Text for analysis –
┌────────
Purpose
There is an increasing use of geocoded birth registry data in environmental epidemiology research. Ungeocoded records are routinely excluded.
Methods
We used classification and regression tree analysis (CART) and logistic regression to investigate potential selection bias associated with this exclusion among all singleton Florida births in 2009 (N=210,285).
Results
The rate of unsuccessful geocoding was 11.5% (n=24,171). This ranged between 0% to 100% across zip codes. Living in a rural zip code was the strongest predictor of being ungeocoded. Other predictors for geocoding status varied with urbanity status. In urban areas, maternal race [adjusted odds ratio (aOR) ranging between 1.08 for Hispanic to 1.18 for Black compared to White], maternal age [aOR: 1.16 (1.10-1.23) for ages 20-34 compared to <20], maternal nativity [aOR: 1.20 (1.15, 1.25) for Non-US vs. US born], delivery at a birth center [aOR: 1.72(1.49, 2.00 compared to hospital delivery)], multiparity [aOR: 0.91 (0.88, 0.94)], maternal smoking [aOR: 0.82 (0.76-0.88)] and having non-private insurance [aOR: 1.25 (1.20-1.30) for Medicaid vs. private insurance] were significantly associated with being ungeocoded. In rural areas, births delivered at birth center [aOR: 2.91(1.80-4.73)] or home [aOR: 1.94(1.28-2.95) had increased odds compared to hospital births. The characteristics predictive of being ungeocoded were also significantly associated with adverse birth outcomes such as low birthweight and preterm delivery, and the association for maternal age was different when ungeocoded births were included and excluded.
Conclusions
Geocoding status is not random. Women with certain exposure-outcome characteristics may be more likely to be ungeocoded and excluded, indicating potential selection bias.
└────────
Exercise tasks –
- a) From the geocoded birth registry abstract, list each maternal or delivery characteristic reported as significantly associated with being ungeocoded in urban areas.
- b) Print the stretch of the geocoded birth registry abstract from "Conclusions" through "potential selection bias.", copied word for word.

Recorded information –
┌────────
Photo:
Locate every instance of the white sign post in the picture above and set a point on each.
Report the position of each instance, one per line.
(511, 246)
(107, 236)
└────────
┌────────
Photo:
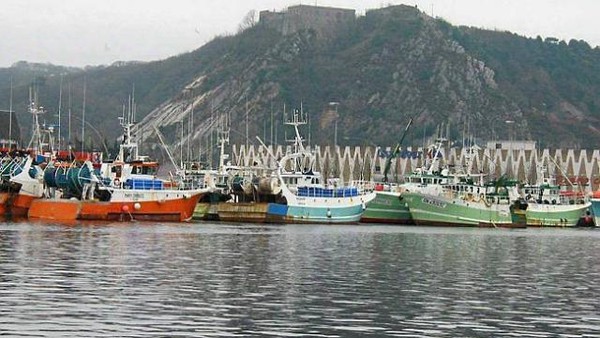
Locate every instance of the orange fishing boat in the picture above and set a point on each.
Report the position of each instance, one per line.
└────────
Responses in order –
- a)
maternal race
maternal age
maternal nativity
delivery at a birth center
multiparity
maternal smoking
having non-private insurance

- b)
Conclusions
Geocoding status is not random. Women with certain exposure-outcome characteristics may be more likely to be ungeocoded and excluded, indicating potential selection bias.